→ **Document passage**:

In these days I am reading Personality and Perestroika, a now-forgotten, but a very brilliant book by one late soviet psychologist Akhmed Ismailovich Kitov (1928-2005). Why, you can ask with an irony, such an anachronistic title drew my attention? Yes, I thought the same when I saw it in one bookseller’s. But a few glances at its content made me change my opinion – it seems that I do not suffer an inertness of thought which is “neither positive, nor negative” according to Professor Kitov, “if we are to evaluate it out of specific historical context”. (Thus I have a flexible thinking and that is why my motto is courage in change, or IN MUTATIONE FORTITUDO).
Throughout the book an analysis of the Perestroika, its problems and challenges, its friends, companions and enemies are closely interlaced with honest and ardent criticism of the Soviet society and economy. The author gives a detailed and often comparative analysis of the errors and defects of the Soviet system, and evaluates the whole 73 years of Soviet policies. After reading the first 36 pages of this book, my impression is that has it been published in 1970 or 1980, not in 1990, the Soviet Union would overcome most of its problems in a more swift and virtuous way, than the Chinese did with theirs and USSR could be even saved from dissolution. Thus who knows, maybe today in a political map of the world we would find the words “Soviet Union” and no-one would know who Francis Fukuyama is (as he won’t write his “the End of History”)?
It is also a very good source on Perestroika's psychological aspects.

→ **Extracted information**:

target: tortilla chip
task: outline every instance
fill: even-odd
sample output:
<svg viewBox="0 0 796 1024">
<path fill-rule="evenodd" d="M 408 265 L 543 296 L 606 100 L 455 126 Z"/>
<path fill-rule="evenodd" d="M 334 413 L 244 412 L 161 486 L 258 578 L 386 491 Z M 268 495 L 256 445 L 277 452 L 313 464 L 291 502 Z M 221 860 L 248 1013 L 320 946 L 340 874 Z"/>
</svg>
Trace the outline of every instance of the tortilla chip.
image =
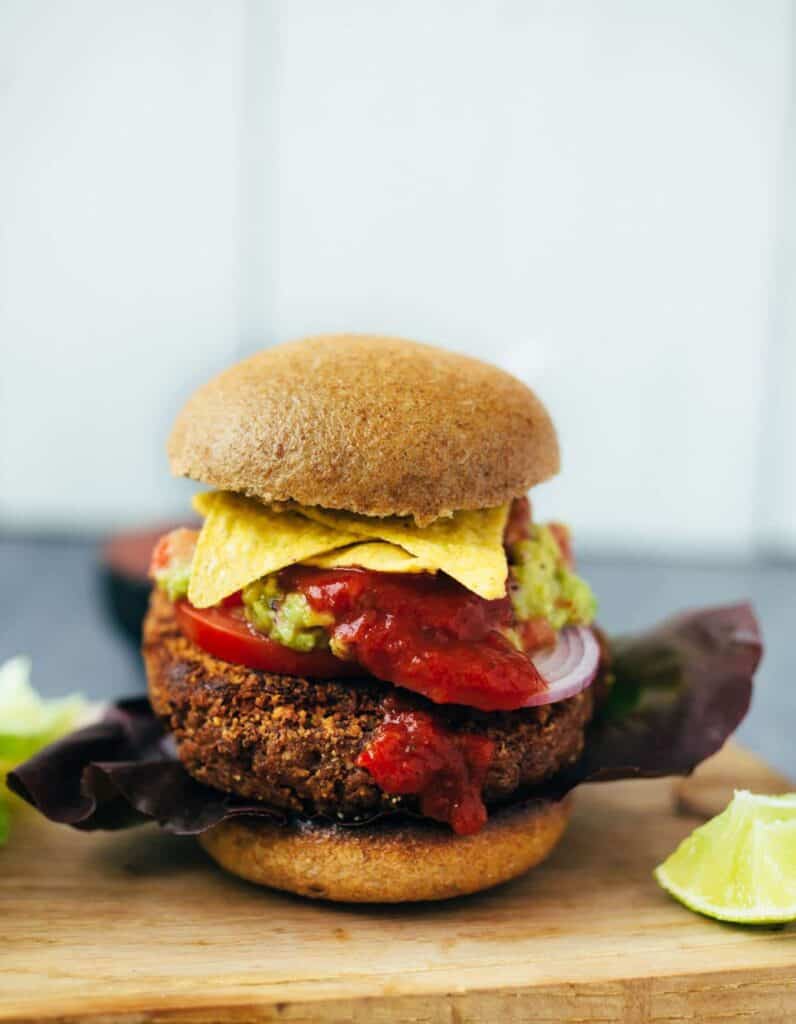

→ **Aim**: Pick up the text about the book Personality and Perestroika after its last sentence and keep writing it.

→ **Exercise result**:
I have read only the first 36 pages yet (and looked through others), but my copy of 1990 edition (the only by the way) is heavily marked with pencil, and I’ve already highlighted many valuable remarks. But as my translation skills are somehow poor from Russian to English, so let me give only two easily translatable quotations from this book, which haven’t lost their actuality even now:
“… [A]n assault on individual property is perceived by a person as an assault on his personality… [and] defenseless condition of individual property makes an individual’s economic activities meaningless: a person won’t multiple his own goods by his own labour unless he is sure that nobody can deprive him of them…” (Page 23)
“Our ideal of a manager (leader) is still of a “chieftain” kind. We think that a manager should be more superior to his people in all relations: he should know technology better than an engineer he employs, he should know the economy better than his economic adviser, and he should know the public policy better than a party functionary… This “chieftain” stereotype mirrors in the minds of the managers and forms a psychology of infallibility, irreplaceable, permissiveness, and arrogance and personal ambitions in them. We should deconstruct these personal cults and “chieftain” stereotypes and make people understand that a manager is just an ordinary specialist who can organize people’s collective labour better than others, and he needn’t excel them in everything.” (Page 30-31)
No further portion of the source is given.